## Work order
Look through the data below and work out how many lines hold "tight"; state only the number.

━━━

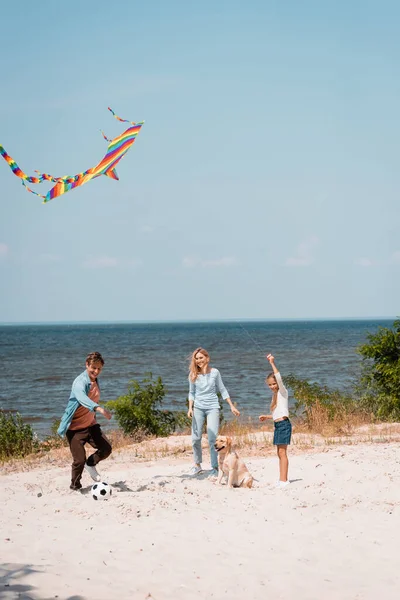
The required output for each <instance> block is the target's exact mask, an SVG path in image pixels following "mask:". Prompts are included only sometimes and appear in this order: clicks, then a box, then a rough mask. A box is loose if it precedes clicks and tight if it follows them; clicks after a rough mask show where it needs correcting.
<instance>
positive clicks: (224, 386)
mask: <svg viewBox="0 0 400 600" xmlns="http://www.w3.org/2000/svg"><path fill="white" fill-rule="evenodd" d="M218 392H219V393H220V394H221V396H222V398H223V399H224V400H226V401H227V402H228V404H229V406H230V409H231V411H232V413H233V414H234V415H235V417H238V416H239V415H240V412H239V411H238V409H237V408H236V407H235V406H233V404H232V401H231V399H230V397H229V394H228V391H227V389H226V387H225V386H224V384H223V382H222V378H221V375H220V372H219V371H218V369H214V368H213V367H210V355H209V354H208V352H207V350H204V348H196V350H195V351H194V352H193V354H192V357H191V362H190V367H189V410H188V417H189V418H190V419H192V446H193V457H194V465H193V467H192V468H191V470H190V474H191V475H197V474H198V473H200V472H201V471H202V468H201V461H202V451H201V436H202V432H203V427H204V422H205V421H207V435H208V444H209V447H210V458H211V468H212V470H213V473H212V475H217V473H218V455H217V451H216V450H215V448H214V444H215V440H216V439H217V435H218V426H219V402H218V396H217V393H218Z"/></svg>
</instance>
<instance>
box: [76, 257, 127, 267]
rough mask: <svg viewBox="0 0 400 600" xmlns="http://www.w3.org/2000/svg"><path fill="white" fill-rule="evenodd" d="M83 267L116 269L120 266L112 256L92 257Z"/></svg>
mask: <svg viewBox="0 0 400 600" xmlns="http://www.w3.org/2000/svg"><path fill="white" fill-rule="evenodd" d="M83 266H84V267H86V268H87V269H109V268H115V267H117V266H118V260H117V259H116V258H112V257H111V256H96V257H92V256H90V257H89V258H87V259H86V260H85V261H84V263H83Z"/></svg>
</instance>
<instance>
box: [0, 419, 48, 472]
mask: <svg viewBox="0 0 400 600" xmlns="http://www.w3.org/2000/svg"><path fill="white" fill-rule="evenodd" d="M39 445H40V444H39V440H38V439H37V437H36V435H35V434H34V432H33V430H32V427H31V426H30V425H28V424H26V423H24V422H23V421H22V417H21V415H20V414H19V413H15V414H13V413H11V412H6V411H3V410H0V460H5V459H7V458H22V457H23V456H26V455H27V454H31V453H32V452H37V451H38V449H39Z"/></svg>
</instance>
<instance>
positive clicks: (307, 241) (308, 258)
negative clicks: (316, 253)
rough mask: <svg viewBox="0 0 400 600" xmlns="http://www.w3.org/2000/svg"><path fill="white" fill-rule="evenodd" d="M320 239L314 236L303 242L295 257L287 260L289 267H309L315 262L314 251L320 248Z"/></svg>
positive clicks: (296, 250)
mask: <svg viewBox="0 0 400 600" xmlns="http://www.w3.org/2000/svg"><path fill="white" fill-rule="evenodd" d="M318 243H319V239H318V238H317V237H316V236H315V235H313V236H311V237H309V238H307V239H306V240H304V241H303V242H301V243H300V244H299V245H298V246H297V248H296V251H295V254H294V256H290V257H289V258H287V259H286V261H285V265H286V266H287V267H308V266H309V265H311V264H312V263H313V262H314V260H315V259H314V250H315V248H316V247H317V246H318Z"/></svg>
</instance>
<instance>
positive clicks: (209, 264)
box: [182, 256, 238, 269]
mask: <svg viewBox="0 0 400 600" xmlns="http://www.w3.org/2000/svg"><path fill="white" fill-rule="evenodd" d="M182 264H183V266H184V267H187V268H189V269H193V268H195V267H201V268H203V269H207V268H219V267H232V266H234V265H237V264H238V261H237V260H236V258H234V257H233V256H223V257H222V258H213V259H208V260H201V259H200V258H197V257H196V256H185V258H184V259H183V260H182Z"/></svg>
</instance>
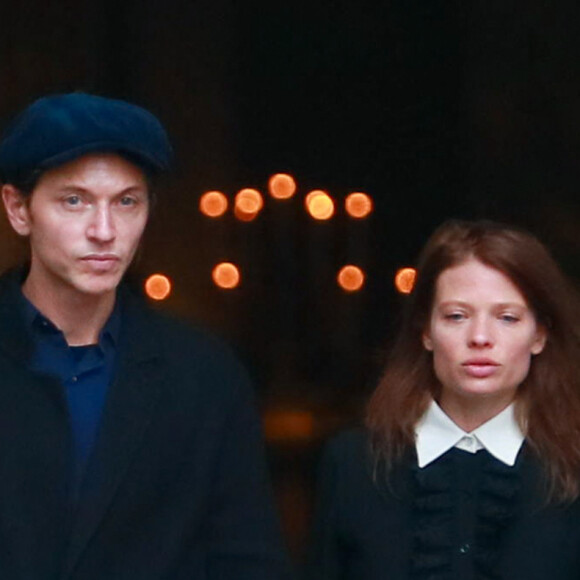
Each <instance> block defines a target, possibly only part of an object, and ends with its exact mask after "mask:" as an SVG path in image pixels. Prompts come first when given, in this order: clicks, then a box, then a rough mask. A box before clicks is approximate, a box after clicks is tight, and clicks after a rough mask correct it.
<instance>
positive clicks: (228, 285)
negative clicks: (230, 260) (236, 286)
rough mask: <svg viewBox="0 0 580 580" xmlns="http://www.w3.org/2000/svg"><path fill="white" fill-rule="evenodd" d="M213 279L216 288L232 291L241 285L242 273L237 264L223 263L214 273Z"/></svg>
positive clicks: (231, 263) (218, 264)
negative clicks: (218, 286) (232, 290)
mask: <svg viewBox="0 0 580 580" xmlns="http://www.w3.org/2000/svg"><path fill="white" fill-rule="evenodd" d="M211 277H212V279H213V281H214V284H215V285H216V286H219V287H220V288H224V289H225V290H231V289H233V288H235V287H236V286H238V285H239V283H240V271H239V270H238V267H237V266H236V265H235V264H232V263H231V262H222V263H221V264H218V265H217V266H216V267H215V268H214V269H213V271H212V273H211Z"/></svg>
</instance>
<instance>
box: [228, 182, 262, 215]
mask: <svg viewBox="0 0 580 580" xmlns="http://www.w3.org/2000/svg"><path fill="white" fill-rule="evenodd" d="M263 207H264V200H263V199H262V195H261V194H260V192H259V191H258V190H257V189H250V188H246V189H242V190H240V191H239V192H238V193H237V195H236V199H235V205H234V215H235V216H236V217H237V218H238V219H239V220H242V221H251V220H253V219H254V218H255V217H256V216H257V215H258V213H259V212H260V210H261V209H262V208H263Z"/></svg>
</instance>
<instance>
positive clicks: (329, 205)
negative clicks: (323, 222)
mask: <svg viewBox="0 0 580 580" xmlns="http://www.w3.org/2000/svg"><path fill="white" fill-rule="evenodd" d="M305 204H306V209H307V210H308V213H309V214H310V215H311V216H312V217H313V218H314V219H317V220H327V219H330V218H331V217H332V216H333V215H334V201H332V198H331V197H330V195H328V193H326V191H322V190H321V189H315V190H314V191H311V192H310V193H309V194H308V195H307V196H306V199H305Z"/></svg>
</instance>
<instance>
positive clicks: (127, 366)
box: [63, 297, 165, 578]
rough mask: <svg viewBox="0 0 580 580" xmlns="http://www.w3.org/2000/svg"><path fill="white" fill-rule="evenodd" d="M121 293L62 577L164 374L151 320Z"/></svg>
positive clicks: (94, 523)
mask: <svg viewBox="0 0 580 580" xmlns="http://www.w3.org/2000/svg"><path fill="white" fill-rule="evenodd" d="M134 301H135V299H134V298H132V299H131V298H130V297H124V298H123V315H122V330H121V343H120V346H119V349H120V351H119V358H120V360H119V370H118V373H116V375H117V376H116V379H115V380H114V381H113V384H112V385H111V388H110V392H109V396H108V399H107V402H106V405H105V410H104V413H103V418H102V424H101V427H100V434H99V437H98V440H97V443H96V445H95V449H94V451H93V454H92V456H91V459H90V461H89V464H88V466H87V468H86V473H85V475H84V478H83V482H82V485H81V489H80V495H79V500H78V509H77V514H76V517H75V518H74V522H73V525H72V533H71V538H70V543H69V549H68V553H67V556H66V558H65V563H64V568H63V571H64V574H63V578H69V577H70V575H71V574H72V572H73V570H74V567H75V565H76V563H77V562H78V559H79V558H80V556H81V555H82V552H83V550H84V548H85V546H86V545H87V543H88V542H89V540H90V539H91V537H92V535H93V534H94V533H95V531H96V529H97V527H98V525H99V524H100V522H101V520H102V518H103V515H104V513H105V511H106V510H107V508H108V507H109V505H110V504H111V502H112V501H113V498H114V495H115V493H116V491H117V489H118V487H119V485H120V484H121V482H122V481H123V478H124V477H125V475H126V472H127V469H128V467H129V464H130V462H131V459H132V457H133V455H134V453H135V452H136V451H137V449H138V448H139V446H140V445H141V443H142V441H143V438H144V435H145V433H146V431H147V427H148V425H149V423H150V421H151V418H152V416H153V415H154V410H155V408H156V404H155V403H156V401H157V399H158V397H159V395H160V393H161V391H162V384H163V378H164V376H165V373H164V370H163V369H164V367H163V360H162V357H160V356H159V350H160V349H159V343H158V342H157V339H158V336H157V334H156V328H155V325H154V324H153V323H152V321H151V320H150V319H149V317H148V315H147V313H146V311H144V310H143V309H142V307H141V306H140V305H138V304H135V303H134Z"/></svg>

━━━

## Problem solution
2